━━ Input rows

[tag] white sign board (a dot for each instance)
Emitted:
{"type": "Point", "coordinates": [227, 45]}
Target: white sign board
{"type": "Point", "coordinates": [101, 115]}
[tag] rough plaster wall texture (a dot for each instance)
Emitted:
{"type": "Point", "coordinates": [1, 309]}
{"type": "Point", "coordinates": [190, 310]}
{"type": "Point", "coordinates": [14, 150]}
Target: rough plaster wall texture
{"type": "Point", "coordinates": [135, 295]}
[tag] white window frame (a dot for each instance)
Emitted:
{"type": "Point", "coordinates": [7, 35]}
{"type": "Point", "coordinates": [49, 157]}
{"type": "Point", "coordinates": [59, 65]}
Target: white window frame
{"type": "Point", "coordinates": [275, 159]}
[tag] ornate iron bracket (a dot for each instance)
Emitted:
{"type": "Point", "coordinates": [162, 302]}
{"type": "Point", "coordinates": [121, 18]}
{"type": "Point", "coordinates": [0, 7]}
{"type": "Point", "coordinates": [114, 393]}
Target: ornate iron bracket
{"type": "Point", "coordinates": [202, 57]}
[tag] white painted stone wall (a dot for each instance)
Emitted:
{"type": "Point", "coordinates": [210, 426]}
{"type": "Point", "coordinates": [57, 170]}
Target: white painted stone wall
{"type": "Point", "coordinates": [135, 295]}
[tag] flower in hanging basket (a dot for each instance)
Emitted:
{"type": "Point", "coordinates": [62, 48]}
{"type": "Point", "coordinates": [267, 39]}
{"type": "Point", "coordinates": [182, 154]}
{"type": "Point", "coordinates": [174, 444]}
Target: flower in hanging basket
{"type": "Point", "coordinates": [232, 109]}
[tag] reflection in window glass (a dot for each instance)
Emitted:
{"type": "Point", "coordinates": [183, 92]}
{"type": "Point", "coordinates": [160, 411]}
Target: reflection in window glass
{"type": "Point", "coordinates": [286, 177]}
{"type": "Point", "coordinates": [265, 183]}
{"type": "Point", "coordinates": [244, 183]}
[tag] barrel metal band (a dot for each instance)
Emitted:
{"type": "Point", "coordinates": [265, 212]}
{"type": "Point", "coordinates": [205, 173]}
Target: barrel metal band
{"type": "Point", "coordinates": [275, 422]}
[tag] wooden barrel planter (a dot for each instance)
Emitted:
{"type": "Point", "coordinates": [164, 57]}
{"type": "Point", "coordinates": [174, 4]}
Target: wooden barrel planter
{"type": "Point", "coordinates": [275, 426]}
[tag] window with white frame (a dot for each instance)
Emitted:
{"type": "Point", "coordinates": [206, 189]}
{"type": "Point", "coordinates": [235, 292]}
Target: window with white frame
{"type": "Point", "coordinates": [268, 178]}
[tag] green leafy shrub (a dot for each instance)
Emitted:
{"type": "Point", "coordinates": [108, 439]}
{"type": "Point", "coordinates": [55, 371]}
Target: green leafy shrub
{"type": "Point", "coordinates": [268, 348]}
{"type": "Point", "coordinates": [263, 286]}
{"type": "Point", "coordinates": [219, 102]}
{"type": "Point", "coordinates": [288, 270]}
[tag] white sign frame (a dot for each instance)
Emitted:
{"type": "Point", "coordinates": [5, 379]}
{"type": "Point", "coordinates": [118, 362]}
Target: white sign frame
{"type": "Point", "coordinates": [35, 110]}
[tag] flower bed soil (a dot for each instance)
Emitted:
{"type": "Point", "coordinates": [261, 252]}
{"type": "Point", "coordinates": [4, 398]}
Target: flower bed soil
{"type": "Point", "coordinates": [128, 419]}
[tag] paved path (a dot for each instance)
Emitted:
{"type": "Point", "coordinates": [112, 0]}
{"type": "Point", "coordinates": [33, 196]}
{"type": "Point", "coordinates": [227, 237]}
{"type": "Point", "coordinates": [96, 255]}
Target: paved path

━━━━

Rewrite the records above, changing every "Emitted" to "Predicted" and leaving all else as it is.

## [Response]
[tag] white sign board (a dot for each instance)
Predicted:
{"type": "Point", "coordinates": [227, 45]}
Target: white sign board
{"type": "Point", "coordinates": [101, 115]}
[tag] rough plaster wall texture (a dot for each instance)
Predicted:
{"type": "Point", "coordinates": [1, 309]}
{"type": "Point", "coordinates": [190, 310]}
{"type": "Point", "coordinates": [14, 150]}
Target: rough plaster wall texture
{"type": "Point", "coordinates": [135, 295]}
[tag] white window frame (a dot for each instance)
Predicted:
{"type": "Point", "coordinates": [7, 35]}
{"type": "Point", "coordinates": [49, 157]}
{"type": "Point", "coordinates": [59, 65]}
Target: white window frame
{"type": "Point", "coordinates": [275, 159]}
[tag] ornate iron bracket (a dot for each instance)
Predicted:
{"type": "Point", "coordinates": [162, 302]}
{"type": "Point", "coordinates": [121, 18]}
{"type": "Point", "coordinates": [0, 7]}
{"type": "Point", "coordinates": [114, 393]}
Target: ornate iron bracket
{"type": "Point", "coordinates": [202, 57]}
[tag] white painted stone wall (a dot for each instance)
Predicted:
{"type": "Point", "coordinates": [210, 426]}
{"type": "Point", "coordinates": [57, 170]}
Target: white painted stone wall
{"type": "Point", "coordinates": [135, 295]}
[tag] flower in hanging basket (a dot for each instance)
Predicted:
{"type": "Point", "coordinates": [62, 48]}
{"type": "Point", "coordinates": [267, 39]}
{"type": "Point", "coordinates": [182, 154]}
{"type": "Point", "coordinates": [174, 444]}
Target: flower in hanging basket
{"type": "Point", "coordinates": [232, 109]}
[tag] reflection in window glass (a dot for each instance)
Predicted:
{"type": "Point", "coordinates": [183, 92]}
{"type": "Point", "coordinates": [160, 411]}
Target: reflection in window glass
{"type": "Point", "coordinates": [286, 177]}
{"type": "Point", "coordinates": [265, 183]}
{"type": "Point", "coordinates": [244, 183]}
[tag] barrel metal band (a dot for each instance)
Predicted:
{"type": "Point", "coordinates": [265, 212]}
{"type": "Point", "coordinates": [205, 173]}
Target: barrel metal band
{"type": "Point", "coordinates": [275, 422]}
[tag] wooden barrel planter (a dot for each instance)
Predicted:
{"type": "Point", "coordinates": [164, 57]}
{"type": "Point", "coordinates": [174, 4]}
Target: wooden barrel planter
{"type": "Point", "coordinates": [275, 426]}
[tag] window with white frame (a dot for each instance)
Predicted:
{"type": "Point", "coordinates": [206, 189]}
{"type": "Point", "coordinates": [235, 292]}
Target: window with white frame
{"type": "Point", "coordinates": [268, 178]}
[tag] green leafy shrub (a dot for each instance)
Predicted:
{"type": "Point", "coordinates": [108, 439]}
{"type": "Point", "coordinates": [55, 371]}
Target: green leafy shrub
{"type": "Point", "coordinates": [268, 348]}
{"type": "Point", "coordinates": [263, 286]}
{"type": "Point", "coordinates": [219, 102]}
{"type": "Point", "coordinates": [288, 270]}
[tag] white sign frame (a dot for each instance)
Predicted:
{"type": "Point", "coordinates": [5, 379]}
{"type": "Point", "coordinates": [118, 362]}
Target: white sign frame
{"type": "Point", "coordinates": [35, 110]}
[tag] flower bed soil (a dot for each instance)
Predicted:
{"type": "Point", "coordinates": [261, 252]}
{"type": "Point", "coordinates": [4, 398]}
Target: flower bed soil
{"type": "Point", "coordinates": [128, 419]}
[tag] paved path (a dot for each instance)
Predicted:
{"type": "Point", "coordinates": [112, 0]}
{"type": "Point", "coordinates": [33, 196]}
{"type": "Point", "coordinates": [227, 237]}
{"type": "Point", "coordinates": [96, 255]}
Target: paved path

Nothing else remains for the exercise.